### Source text

Monkey See, Monkey Don’t
You’re walking down the street. As you jaywalk across a busy intersection, a car comes to a screeching halt honking its horn! In disgust, you subconsciously flip them the bird and run towards the driver side of the vehicle. You violently open the door and literally pull the angry, frightened driver out of the car and burn off! You change the station to your favorite tunes not knowing you just ran the light. You continue to cruise in this stolen vehicle with no thought of being caught.
A s the drive begins to bore you, you decide to treat the pedestrians like speed bumps. Smashing people like bugs, you speed through town like a madman! Now on foot, after deserting the damaged murder weapon, you shoot innocent bystanders with your semiautomatic machine gun. Shooting everyone from the elderly to hookers, you become a fugitive from the law. You run and run, stealing car after car, killing person after person trying to get away from the boys in blue. But unfortunately you finally get caught and have to start the level over again! (Grand Theft Auto 3.)
But you’ve had enough of that wild goose chase, so you transform into 24-year-old, James Patterson. As a Lieutenant in the Air Transport Corps, you are able to go back into time, the date June 5, 1944 where you were suppose to deliver a regiment of U.S. Airborne paratroopers to their drop zones behind the beaches of Normandy, France. But after being fired at by German fighters causing a hole in your tail and one burning engine, you must crash land your plane into an open field where you and four of your crew survive. Later a small French resistance group known as the Marquis picks you up and they alert you about the long awaited, large-scale invasion against the German war machine. Eager for revenge, you volunteer to help in anyway possible. As you sit cramped in a Higgins Boat, you realize you’re headed back to France …the hard way. (Metal of Honor: Frontline.)

### Direction a
In the video game passage, list every number written in digits in the paragraph that begins "But you've had enough of that wild goose chase."

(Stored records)
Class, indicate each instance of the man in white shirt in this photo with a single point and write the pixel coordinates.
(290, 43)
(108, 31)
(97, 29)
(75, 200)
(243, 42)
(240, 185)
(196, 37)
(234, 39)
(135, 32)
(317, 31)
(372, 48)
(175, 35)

### Direction b
Please copy every line of the Stored records listing without any change.

### Exercise result a
24, 5, 1944

### Exercise result b
Class, indicate each instance of the man in white shirt in this photo with a single point and write the pixel coordinates.
(290, 43)
(108, 31)
(97, 29)
(75, 200)
(243, 42)
(240, 185)
(196, 37)
(234, 39)
(135, 32)
(317, 31)
(372, 48)
(175, 35)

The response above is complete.